WHAT YOU WILL DO >> Please rescale the data from its start through the line containing "[323,154,353,165]", both ends included, and reproduce every line with the text unchanged but each bounding box coordinate in the answers multiplied by 0.65 and rounded to a whole number, halves up. Return only those lines.

[Detection annotation records]
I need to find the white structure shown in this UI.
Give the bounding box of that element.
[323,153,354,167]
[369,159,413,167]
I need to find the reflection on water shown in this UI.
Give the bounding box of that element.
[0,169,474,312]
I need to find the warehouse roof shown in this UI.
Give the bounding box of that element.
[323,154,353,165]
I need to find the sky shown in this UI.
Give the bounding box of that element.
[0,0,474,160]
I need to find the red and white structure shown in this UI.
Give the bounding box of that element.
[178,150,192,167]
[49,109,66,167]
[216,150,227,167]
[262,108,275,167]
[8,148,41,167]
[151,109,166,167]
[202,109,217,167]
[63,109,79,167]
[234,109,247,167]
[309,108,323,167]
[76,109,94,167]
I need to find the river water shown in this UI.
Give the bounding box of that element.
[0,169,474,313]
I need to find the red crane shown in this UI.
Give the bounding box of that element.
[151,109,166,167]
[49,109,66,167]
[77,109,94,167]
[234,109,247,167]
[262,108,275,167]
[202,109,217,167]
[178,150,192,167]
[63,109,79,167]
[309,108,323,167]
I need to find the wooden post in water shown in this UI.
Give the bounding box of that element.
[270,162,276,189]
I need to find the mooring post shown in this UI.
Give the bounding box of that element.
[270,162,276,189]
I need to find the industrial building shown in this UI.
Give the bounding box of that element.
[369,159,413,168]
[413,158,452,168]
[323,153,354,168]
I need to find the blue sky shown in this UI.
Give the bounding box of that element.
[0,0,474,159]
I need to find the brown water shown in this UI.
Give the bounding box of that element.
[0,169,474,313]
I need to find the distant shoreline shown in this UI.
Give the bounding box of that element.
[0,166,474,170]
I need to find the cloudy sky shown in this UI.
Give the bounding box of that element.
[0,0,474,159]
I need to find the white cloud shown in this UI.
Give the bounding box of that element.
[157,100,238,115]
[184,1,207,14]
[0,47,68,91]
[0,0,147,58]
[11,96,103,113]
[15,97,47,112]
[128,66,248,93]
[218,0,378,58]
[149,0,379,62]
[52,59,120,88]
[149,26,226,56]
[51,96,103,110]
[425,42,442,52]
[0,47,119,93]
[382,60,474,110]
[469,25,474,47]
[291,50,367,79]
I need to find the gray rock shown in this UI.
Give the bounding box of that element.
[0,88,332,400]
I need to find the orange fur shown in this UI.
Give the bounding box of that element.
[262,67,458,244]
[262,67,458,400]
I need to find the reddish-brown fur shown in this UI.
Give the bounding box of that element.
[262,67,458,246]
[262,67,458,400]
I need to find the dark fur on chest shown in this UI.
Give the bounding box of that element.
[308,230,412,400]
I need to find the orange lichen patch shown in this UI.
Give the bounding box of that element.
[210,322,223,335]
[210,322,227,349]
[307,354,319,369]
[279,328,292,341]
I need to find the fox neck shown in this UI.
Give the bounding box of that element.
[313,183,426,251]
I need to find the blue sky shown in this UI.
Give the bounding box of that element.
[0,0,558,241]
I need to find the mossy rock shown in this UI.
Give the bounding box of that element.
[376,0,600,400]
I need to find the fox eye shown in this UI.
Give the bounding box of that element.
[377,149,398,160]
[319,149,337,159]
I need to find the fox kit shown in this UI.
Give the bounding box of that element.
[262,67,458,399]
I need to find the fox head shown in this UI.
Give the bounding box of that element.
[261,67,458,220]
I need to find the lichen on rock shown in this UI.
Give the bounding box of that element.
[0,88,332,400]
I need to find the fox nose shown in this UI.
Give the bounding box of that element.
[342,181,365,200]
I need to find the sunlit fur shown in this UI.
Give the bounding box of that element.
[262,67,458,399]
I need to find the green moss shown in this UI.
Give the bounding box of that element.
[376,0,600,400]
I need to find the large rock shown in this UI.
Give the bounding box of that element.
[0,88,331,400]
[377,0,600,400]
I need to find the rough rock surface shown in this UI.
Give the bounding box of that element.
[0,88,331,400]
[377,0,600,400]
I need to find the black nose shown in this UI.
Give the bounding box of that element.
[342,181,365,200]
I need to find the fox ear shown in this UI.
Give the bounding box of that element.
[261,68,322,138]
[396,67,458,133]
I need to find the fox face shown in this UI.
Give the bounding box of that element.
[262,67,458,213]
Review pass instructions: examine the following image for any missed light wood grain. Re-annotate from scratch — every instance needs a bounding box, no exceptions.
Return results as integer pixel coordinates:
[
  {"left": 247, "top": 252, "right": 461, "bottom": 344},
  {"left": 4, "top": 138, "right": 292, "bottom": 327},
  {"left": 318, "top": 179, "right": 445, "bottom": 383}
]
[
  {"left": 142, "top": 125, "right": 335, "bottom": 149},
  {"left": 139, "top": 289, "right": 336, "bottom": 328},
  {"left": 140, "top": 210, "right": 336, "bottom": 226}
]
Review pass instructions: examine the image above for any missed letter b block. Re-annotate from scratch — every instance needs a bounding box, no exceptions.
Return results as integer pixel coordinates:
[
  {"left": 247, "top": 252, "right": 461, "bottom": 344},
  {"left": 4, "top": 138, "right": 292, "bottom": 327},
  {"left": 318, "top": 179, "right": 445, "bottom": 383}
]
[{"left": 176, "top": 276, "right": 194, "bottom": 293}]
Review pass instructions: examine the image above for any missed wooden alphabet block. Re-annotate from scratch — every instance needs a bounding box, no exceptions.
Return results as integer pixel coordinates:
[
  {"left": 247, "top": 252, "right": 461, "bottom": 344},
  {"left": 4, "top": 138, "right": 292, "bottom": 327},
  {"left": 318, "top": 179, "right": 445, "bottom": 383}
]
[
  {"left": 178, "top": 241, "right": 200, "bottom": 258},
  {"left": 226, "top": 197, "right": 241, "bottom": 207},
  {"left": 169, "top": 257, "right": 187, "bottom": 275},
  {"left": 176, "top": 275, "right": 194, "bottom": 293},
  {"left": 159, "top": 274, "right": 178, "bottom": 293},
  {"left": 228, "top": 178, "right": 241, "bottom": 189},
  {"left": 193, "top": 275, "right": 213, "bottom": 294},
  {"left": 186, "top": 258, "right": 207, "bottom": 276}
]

THE COMPLETED TASK >>
I need to find the white structure shown in this UI.
Give the bounding box of that element.
[210,99,230,109]
[240,103,268,109]
I need to find the reflection on water shown in this UI.
Give the bounding box of that element.
[0,110,308,203]
I need to find the warehouse roof shown in this UI.
Give the bounding box of that element.
[210,100,229,107]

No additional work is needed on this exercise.